The growing prescription drug and opioid abuse epidemic has prompted responses from all levels of government, including the State. Last month, Gov. Andrew Cuomo announced the partnering of state agencies with local law enforcement and the Drug Enforcement Administration in National Prescription Drug Take Back Day.
The event, which was the 14th to be conducted in the seven years since its inception, took place on Oct. 28 from 10 a.m. – 2 p.m. at 5,321 locations nationwide and 282 in New York.
Among the sites in New York was the New Paltz Police Department, who collected almost 500 lbs. according to Lt. Robert Lucchesi. A record 912,305 lbs.–456 tons– of unused pills were collected nationwide.
“We participate every year. Sometimes it’s twice a year, sometimes it’s once but we’ve been participating for the past seven years,” Lucchesi said. “We have a med return box here in the station and we empty it about once a week.”
The opioid epidemic, which has been declared a public health crisis by Pres. Donald Trump, resulted in 33,091 deaths nationwide in 2015. Ulster County alone saw 195 opioid-related overdoses and deaths in 2016, while New York was one of 19 states to see a statistically significant increase in drug overdose death rates from 2014 to 2015.
“Opioid use, whether it be from prescriptions or illicit use is an issue here just like everywhere else,” Lucchesi said. “We make an effort to combat it in a bunch of different ways, including prevention, education and lifesaving. Every member of our department has been trained in the use of Narcan or naloxone since 2014.”
Lucchesi encouraged individuals to understand the opioid epidemic, be informed on signs of addiction and receive training in the use of lifesaving drugs like Narcan.
“It’s a problem that’s not just in our community and I don’t think there’s a silver bullet solution,” Lucchesi said. “We have to realize that this is a disease and treat it as such.”
From Gov. Cuomo’s announcement: “New Yorkers struggling with an addiction, or whose loved ones are struggling, can find help and hope by calling the State’s toll-free, 24-hour, seven-day-a-week HOPELine at 1-877-8-HOPENY (1-877-846-7369) or by texting HOPENY (Short Code 467369).”

● Task list:
1. According to the take-back article, what has prompted responses from all levels of government? Answer in one to three sentences.
2. Transcribe the take-back article word for word, starting at "The growing prescription" and ending at "Take Back Day.".
The material has no connection to the take-back article.

● Data:
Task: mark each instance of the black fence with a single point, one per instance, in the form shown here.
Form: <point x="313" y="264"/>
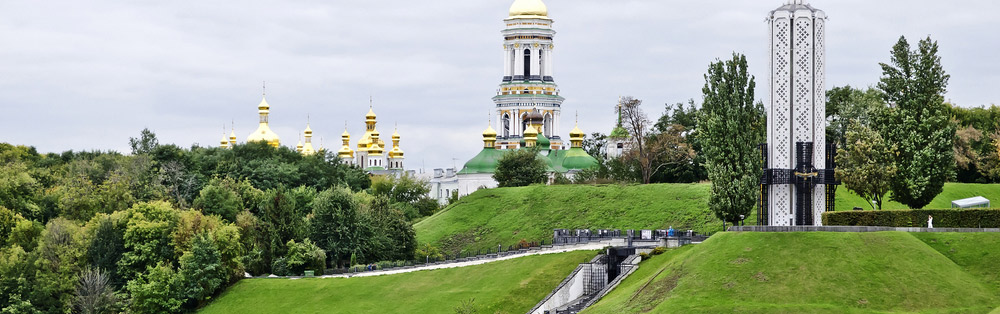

● Answer section:
1. The growing prescription drug and opioid abuse epidemic has prompted those responses, including from the State.

2.
The growing prescription drug and opioid abuse epidemic has prompted responses from all levels of government, including the State. Last month, Gov. Andrew Cuomo announced the partnering of state agencies with local law enforcement and the Drug Enforcement Administration in National Prescription Drug Take Back Day.